# Simplex early 30s



## sam (Jan 21, 2017)




----------



## bulldog1935 (Jan 21, 2017)

single cable, the cable pulls the cam, which pushes the piston in the sleeve and moves the derailleur outward.  
a spring on the other end returns it.


----------



## sam (Jan 21, 2017)

Correct Bulldog , simple and light. Handles 1/8th chain for a 3 speed block. I plan on using it on the 30s mystery touring frame I'm building. Cyclo was another good choice but the simplex is a lot lighter and looks better too.


----------



## bulldog1935 (Jan 22, 2017)

btw, Chuck Schmidt offers classic brands tee-shirts (and linen musette bags), including this 1930s Simplex logo



Though I must admit I like his black graphic shirts better than the complicated color iron-ons.

____________________

Work to complete |
Continue the forum thread about the early-1930s Simplex derailleur from the point where it stops.

Records from a pointing dataset |
____________________

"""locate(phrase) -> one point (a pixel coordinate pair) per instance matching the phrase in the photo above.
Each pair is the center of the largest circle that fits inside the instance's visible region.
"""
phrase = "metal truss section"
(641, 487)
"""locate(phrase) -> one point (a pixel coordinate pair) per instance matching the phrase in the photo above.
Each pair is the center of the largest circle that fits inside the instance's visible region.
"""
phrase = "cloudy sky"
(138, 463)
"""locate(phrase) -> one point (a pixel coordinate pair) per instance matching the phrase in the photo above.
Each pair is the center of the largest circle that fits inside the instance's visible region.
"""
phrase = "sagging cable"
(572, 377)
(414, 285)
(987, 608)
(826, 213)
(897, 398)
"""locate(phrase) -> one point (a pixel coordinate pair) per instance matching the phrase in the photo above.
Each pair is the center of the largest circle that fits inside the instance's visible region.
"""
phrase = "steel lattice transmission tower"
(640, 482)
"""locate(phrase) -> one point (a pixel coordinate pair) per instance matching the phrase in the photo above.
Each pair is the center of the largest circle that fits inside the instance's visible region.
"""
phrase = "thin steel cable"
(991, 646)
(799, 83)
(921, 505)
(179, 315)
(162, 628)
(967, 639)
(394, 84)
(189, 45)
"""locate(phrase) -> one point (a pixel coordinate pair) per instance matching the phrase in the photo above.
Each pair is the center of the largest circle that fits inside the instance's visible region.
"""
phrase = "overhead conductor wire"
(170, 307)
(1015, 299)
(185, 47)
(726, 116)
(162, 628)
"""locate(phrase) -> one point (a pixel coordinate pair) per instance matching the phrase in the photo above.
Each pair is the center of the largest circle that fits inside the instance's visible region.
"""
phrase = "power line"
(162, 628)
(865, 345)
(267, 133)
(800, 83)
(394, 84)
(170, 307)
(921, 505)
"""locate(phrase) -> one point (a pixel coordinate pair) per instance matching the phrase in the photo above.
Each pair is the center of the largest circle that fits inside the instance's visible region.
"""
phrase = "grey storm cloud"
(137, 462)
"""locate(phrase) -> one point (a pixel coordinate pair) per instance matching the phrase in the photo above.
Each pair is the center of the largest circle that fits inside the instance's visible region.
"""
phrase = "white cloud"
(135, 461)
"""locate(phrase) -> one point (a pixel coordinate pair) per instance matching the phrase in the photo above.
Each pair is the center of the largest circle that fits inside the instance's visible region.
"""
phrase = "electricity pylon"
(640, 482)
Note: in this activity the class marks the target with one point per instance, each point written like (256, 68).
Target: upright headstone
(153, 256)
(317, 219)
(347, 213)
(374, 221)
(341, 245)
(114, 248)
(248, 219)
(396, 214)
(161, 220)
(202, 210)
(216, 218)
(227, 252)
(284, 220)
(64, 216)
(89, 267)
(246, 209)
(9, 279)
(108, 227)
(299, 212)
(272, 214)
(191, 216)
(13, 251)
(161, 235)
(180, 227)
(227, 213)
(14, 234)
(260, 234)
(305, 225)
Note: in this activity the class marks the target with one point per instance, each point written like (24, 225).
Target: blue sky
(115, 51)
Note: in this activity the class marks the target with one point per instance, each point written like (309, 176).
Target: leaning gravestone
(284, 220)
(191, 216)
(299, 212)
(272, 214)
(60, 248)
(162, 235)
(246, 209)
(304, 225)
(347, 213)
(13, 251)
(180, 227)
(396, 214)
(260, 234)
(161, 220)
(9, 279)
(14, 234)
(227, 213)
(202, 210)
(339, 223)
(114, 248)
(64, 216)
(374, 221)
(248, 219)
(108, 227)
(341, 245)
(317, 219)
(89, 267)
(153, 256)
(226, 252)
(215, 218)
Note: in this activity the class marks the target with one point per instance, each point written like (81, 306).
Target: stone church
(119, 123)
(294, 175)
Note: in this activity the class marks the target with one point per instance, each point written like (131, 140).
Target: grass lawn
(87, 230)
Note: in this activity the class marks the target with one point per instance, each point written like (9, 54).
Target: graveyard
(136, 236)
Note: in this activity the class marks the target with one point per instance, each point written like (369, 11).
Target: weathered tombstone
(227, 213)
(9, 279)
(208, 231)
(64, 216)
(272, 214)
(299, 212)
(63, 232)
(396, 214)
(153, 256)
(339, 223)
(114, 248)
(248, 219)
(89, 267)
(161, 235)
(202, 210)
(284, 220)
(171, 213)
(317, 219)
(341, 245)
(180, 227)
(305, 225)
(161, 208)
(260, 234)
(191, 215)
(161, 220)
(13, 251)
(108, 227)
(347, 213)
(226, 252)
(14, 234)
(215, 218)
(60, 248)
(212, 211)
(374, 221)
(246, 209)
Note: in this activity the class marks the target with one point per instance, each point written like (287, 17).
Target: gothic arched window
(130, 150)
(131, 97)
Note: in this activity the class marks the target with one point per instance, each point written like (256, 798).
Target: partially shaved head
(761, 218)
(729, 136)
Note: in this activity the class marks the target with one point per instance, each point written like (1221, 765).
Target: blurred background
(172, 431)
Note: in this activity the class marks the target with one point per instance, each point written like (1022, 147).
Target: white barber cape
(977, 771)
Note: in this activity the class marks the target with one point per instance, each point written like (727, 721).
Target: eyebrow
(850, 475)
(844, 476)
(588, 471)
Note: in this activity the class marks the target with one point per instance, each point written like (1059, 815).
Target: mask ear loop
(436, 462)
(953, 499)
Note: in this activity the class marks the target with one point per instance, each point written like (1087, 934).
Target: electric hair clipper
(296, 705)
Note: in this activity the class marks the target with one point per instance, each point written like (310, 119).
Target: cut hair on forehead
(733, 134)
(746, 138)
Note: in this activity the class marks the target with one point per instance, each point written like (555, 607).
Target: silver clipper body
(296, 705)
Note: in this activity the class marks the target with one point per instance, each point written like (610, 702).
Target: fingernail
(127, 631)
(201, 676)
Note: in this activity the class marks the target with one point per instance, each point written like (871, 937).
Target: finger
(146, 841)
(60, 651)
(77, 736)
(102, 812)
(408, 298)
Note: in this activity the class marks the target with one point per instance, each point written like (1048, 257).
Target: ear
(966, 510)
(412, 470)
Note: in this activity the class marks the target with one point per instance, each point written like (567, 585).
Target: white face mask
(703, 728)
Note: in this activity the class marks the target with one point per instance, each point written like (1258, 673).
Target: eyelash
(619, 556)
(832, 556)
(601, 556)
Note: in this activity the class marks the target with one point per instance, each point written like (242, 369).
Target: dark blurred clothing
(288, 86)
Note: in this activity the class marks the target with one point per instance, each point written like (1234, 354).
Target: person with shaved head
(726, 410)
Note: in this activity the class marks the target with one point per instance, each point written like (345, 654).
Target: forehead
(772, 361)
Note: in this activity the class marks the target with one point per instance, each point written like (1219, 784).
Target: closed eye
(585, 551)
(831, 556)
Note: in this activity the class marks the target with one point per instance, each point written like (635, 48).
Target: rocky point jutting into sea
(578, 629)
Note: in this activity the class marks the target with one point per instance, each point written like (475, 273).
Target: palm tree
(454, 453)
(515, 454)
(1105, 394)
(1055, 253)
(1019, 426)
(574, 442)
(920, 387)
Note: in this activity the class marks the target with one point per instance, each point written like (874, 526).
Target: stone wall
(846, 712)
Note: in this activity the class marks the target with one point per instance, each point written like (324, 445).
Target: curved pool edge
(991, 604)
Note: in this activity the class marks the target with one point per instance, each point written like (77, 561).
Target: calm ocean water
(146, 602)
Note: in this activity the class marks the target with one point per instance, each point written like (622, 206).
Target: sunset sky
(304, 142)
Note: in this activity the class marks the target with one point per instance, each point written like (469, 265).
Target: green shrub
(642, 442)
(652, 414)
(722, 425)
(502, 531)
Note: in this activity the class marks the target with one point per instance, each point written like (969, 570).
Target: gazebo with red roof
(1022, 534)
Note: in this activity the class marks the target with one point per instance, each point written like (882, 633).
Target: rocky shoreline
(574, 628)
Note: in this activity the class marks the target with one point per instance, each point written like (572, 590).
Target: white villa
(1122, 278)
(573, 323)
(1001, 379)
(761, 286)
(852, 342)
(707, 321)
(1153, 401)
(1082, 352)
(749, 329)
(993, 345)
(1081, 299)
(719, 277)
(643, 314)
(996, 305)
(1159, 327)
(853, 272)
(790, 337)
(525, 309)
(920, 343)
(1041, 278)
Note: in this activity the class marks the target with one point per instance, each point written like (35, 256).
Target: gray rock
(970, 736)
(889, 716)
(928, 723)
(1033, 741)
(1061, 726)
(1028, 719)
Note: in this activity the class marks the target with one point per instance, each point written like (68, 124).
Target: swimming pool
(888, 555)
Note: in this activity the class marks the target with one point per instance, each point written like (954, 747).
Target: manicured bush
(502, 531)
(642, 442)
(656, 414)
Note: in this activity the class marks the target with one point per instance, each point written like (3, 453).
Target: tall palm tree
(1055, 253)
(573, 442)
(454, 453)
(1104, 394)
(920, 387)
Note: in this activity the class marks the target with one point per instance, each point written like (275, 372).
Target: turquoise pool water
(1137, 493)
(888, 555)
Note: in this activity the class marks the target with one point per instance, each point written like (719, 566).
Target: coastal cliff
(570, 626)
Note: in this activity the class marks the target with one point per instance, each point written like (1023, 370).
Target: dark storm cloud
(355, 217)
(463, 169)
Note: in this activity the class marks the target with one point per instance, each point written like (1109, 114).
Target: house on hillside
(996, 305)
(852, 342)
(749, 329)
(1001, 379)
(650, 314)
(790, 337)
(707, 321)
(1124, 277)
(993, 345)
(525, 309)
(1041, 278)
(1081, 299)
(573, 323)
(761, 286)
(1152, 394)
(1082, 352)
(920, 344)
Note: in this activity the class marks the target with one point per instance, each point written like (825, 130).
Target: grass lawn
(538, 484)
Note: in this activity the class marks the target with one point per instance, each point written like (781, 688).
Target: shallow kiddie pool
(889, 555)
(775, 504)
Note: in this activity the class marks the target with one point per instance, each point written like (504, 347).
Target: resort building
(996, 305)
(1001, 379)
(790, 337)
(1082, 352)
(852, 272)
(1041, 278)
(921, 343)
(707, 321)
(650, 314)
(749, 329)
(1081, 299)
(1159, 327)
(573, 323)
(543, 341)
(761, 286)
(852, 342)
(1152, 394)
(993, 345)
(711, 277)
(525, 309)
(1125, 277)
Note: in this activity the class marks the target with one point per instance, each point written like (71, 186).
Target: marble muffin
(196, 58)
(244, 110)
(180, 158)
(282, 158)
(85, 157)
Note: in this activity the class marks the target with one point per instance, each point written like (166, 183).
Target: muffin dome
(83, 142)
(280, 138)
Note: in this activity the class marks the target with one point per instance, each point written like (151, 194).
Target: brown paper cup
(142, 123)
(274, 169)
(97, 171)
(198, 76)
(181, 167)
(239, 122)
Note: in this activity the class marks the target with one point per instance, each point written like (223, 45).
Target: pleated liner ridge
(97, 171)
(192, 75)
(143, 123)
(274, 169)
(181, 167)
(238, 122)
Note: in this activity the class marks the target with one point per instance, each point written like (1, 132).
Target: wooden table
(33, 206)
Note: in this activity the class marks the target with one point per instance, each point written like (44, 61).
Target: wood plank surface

____________________

Answer to the task |
The TA shirt is my favorite, and I also have the Raleigh exploded diagram


 
http://www.velo-retro.com/T-brands.html
http://www.velo-retro.com/T-drawings.html


----------



## Dale Alan (Jan 22, 2017)

Cool stuff,really like those Velo-Retro links. Going to have to look that over,tons of stuff.


----------



## bulldog1935 (Jan 22, 2017)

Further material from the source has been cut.